## Tasks:
1. Which people are named in the article on Lona Group?
2. Reproduce the passage of the Lona Group article word for word, from "Fruit is king" to "national fruit industry.".

## Selected excerpt:
·····
Approaching agriculture in an innovative way, Lona Group is providing a platform for progression across South Africa 

Writer: Jonathan Dyble

Project Manager: Lewis Bush

Fruit is king when it comes to South Africa’s agricultural economy.

Each year, approximately 4.7 million tonnes of it are produced across the country according to statistics from Fruit South Africa, contributing around R98 billion to national GDP and directly sustaining the jobs of 180,000 people.

Within this, citrus has become the most substantial subsector. 

In the half decade since 1965, output has risen from 10 million to 177 million 15-kilogram equivalent cartons, and today well over half of the total produced in South Africa can be categorised as citrus, contributing roughly 30 percent of the total value of the entire national fruit industry.

Lona Group is one company that has not only continued to capitalise on this but has equally helped drive the industry’s growth trajectory upwards.

Founded in 1996 in the wake of the deregulation of South Africa’s agricultural sector, the Group has since established itself as a leading national fruit exportation firm.

“We are one of the top 10 citrus grower/exporters operating within South Africa,” says Derek Sutton, Managing Director of the Group’s export business. “This year we’re expected to produce four and a half million cartons of exported citrus, alongside the products that we sell to the local market.”

An innovative approach

Becoming number one, however, is not top of Lona Group’s agenda. Instead, the Group places significant strategic emphasis on furthering the impact of its unique business model – a business model that has been key in helping to tackle social problems across South Africa.

“Transformation in the South African agricultural landscape is a given,” Sutton explains. “However, in ensuring that this is sustainable we put a lot of effort into assisting emerging farmers, often providing them with an initial platform, helping them to work more productively and making sure they are part of a non-exploitative value chain.”

This philosophy has lasted through the Company’s entire history, having been inspired by the ethos of the previous owners of Lona Group’s primary farm.

Sutton continues: “When we bought Riverside, our first farm, in the Eastern Cape, we understood that the farmers that we bought it from already had a passion for helping the community. We learnt that he had been lending his own tractors and equipment to the subsistence farmers around him, and we made sure we continued this.

“We lent our own cash to these farmers, helping them to gain the capital they needed to plant crops, with a back-to-back agreement that we would take a percentage from the sales. This is really from where our structure originates.”

Having expanded on this concept, Lona Group’s business model is not only sustainable but also enables socio economic development through wealth creation for disadvantaged farmers.

Working against the grain when compared to other commercial businesses in the industry, such methods currently account for approximately 40 percent of the
firm’s entire export base.

Development-first

Having become renowned for such methods, Lona Group is consequently well regarded by a number of leading national bodies. This has seen government entities including the Government Employees Pension Fund, via the Public Investment Corporation (PIC), and the Land Bank investing in the Group, assisting with the acceleration of its continual growth process.
·····
## Record extracts:
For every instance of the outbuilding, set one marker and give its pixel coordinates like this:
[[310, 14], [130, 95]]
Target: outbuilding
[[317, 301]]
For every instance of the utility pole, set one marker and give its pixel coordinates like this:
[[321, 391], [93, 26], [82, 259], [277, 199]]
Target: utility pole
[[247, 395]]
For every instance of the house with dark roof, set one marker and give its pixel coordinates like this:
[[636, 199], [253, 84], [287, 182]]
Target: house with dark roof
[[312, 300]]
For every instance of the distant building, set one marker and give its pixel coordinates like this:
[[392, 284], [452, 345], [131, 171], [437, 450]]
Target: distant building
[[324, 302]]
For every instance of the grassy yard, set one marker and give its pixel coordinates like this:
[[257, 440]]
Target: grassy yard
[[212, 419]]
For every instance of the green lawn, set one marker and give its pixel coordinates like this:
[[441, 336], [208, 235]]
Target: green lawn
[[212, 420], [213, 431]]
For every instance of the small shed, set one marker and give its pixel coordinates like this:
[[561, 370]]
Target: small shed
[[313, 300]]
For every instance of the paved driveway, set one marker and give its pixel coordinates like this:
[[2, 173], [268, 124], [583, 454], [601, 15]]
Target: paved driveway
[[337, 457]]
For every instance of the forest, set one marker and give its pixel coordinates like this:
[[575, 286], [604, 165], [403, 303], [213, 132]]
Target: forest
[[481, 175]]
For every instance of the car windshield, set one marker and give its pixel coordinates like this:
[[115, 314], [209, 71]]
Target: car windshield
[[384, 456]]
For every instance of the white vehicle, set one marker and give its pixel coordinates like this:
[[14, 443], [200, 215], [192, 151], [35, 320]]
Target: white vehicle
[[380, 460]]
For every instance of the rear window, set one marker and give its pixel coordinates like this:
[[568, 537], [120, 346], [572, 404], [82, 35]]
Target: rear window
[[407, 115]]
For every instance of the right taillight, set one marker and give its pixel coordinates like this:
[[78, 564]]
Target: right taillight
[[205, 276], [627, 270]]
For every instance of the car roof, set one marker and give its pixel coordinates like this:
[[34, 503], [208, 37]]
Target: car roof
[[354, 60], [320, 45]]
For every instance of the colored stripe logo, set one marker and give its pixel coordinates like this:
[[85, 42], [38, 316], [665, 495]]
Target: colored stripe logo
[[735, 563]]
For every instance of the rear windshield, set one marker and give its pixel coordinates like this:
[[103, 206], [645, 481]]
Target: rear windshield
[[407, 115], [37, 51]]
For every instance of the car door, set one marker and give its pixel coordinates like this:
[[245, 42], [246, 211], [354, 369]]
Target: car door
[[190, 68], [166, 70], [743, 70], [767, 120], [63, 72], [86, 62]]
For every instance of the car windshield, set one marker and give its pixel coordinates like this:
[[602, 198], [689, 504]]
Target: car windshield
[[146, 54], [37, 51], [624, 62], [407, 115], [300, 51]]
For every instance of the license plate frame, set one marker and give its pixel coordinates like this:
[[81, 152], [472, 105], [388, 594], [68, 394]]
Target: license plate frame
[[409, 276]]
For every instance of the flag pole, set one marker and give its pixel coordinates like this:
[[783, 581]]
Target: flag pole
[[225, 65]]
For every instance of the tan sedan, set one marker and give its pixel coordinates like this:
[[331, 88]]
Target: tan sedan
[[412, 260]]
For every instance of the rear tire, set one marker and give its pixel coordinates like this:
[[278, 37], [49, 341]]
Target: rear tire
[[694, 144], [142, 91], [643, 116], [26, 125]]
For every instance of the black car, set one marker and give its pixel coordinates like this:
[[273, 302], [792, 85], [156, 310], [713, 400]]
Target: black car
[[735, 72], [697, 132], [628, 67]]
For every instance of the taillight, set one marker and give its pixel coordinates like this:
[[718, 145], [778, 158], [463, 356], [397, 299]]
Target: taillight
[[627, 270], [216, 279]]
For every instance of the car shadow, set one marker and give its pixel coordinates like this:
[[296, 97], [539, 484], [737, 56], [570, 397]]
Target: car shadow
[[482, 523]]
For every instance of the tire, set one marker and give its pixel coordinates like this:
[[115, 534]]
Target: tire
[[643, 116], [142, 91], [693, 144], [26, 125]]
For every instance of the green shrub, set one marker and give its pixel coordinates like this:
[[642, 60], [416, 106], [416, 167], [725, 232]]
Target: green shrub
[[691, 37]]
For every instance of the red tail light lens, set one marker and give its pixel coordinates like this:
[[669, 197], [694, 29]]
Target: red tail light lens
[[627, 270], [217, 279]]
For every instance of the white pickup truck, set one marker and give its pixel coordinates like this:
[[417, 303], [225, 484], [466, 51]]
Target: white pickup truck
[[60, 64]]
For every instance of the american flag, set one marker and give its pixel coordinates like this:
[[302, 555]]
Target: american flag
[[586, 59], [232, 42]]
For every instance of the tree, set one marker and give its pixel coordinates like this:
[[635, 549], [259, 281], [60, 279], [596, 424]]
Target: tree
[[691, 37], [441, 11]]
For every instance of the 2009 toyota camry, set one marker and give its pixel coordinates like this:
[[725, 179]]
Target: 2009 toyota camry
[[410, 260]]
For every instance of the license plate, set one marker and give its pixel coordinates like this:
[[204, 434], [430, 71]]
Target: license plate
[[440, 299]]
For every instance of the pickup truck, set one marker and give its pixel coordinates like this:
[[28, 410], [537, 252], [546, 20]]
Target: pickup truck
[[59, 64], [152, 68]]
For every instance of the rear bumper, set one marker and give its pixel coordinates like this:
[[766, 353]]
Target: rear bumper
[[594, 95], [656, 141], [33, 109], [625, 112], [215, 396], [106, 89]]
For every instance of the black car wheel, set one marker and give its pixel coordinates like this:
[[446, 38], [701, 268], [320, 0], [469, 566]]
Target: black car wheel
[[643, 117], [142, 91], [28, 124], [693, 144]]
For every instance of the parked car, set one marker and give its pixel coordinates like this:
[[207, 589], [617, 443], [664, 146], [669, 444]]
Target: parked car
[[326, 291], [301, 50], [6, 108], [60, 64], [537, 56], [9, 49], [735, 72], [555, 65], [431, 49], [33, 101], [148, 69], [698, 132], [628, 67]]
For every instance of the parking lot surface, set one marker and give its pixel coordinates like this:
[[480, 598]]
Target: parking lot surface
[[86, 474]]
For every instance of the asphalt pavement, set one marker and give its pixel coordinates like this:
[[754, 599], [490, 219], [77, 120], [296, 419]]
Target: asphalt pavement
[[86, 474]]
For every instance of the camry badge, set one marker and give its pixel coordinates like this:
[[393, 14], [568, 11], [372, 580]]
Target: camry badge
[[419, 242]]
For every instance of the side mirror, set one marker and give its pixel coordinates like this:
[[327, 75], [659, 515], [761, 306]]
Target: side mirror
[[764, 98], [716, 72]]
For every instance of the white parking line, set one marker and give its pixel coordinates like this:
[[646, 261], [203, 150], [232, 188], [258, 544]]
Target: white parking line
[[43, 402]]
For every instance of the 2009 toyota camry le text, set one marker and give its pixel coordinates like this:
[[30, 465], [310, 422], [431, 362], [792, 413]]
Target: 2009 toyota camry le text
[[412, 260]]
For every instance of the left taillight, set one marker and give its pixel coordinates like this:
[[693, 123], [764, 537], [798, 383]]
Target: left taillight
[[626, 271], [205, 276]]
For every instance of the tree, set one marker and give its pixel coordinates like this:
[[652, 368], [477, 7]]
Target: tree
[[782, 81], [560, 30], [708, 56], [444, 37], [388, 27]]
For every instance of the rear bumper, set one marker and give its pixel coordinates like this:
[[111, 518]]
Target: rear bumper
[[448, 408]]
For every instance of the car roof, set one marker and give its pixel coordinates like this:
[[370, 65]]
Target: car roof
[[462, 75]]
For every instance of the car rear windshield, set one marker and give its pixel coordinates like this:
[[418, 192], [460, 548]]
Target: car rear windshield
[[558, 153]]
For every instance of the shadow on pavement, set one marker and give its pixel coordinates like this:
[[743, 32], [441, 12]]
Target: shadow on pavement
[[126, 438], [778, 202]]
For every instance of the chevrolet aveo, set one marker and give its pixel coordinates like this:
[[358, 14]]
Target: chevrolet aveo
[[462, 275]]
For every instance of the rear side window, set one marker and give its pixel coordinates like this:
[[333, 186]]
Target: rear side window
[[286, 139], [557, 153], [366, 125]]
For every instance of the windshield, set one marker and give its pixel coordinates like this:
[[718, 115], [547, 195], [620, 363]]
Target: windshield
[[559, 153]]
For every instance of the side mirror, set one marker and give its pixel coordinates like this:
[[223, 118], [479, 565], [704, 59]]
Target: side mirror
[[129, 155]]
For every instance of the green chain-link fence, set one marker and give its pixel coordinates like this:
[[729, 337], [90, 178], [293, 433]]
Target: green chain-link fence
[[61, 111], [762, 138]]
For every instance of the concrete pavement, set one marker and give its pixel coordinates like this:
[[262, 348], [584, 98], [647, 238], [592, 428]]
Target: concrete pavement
·····
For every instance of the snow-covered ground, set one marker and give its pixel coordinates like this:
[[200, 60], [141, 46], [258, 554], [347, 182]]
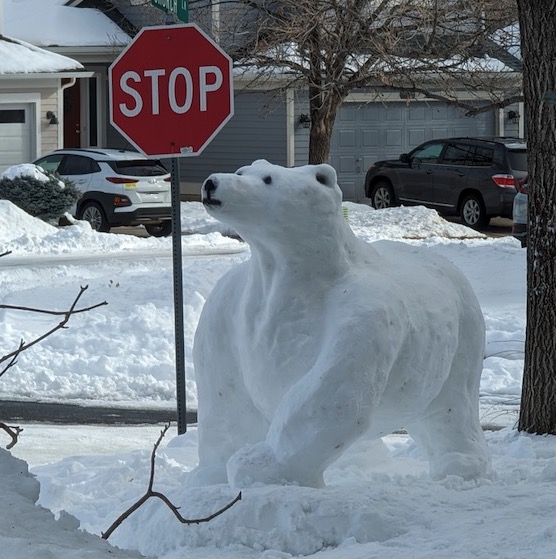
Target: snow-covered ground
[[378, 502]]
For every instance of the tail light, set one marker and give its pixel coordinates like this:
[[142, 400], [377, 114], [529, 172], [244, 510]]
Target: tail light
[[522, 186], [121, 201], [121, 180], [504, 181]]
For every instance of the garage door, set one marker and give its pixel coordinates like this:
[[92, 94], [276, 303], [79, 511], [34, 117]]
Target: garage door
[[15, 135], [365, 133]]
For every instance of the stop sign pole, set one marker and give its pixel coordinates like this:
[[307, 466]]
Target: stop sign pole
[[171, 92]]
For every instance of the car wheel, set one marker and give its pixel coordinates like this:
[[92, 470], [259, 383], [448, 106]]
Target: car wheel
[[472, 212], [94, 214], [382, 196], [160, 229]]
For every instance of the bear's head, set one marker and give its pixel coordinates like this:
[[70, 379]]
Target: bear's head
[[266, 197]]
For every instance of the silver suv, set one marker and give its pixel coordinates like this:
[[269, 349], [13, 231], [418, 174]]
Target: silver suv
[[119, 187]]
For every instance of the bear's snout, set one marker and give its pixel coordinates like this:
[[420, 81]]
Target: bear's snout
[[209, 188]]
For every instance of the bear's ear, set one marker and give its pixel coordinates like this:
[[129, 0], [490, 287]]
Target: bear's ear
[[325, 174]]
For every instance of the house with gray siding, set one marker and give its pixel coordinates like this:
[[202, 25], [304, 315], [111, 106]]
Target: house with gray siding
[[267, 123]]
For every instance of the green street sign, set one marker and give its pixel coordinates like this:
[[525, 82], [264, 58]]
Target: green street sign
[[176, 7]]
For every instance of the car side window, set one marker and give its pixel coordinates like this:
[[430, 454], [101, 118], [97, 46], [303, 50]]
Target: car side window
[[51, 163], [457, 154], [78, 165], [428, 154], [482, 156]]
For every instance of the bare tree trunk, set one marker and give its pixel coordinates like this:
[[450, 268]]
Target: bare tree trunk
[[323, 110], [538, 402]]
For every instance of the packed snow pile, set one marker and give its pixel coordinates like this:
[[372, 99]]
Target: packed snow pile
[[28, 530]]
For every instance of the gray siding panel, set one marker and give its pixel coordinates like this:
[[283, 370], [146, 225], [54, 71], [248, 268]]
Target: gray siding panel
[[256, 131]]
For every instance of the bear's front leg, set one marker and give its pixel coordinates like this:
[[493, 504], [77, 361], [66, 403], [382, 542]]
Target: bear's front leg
·····
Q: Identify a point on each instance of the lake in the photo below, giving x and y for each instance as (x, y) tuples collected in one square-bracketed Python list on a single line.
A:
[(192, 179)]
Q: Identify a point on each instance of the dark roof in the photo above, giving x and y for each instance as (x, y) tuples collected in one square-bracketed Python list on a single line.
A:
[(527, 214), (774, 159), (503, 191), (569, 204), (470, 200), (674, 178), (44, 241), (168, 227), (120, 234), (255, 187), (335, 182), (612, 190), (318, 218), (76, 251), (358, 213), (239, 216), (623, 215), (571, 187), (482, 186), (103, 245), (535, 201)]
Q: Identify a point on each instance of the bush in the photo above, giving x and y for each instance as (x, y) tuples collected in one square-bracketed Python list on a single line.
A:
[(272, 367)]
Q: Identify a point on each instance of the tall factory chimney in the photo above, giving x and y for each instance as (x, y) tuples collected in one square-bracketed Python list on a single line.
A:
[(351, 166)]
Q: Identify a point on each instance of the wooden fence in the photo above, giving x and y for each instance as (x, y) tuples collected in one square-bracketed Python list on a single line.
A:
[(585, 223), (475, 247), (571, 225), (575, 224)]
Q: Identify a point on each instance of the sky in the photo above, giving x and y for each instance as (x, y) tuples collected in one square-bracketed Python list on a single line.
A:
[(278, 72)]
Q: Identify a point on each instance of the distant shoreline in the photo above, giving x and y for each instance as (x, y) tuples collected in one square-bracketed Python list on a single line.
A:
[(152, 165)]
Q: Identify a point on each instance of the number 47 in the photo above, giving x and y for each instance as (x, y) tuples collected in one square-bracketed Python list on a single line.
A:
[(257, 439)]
·····
## Exercise responses:
1. Jonathan Dyble, Lewis Bush, Derek Sutton

2.
Fruit is king when it comes to South Africa’s agricultural economy.

Each year, approximately 4.7 million tonnes of it are produced across the country according to statistics from Fruit South Africa, contributing around R98 billion to national GDP and directly sustaining the jobs of 180,000 people.

Within this, citrus has become the most substantial subsector. 

In the half decade since 1965, output has risen from 10 million to 177 million 15-kilogram equivalent cartons, and today well over half of the total produced in South Africa can be categorised as citrus, contributing roughly 30 percent of the total value of the entire national fruit industry.